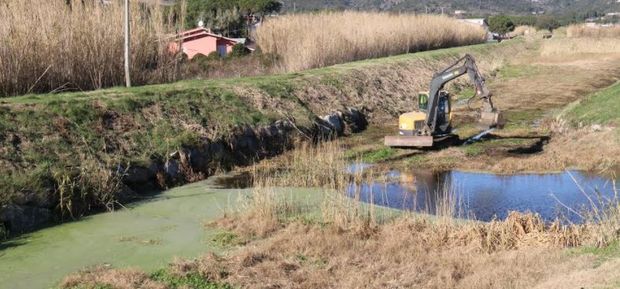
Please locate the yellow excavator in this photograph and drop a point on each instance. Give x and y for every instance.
(431, 123)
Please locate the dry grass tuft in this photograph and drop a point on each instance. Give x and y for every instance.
(52, 46)
(567, 46)
(523, 30)
(101, 277)
(306, 41)
(583, 31)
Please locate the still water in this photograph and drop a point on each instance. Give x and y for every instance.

· · · · ·

## ABOUT THIS TASK:
Transcribe the records above exactly, leaving every picture out of the copy.

## EXPECTED ANSWER:
Please locate the yellow excavator in this photograph and drop a point on each instance. Give x and y for every instance.
(431, 123)
Please locate the dry grass tuft in this photograph and drop a point on each instance. Give x and y for every instance.
(52, 46)
(567, 46)
(523, 30)
(101, 277)
(306, 41)
(583, 31)
Please locate the still water in this photograph and drop a point on each instance. Give x and y for every instance.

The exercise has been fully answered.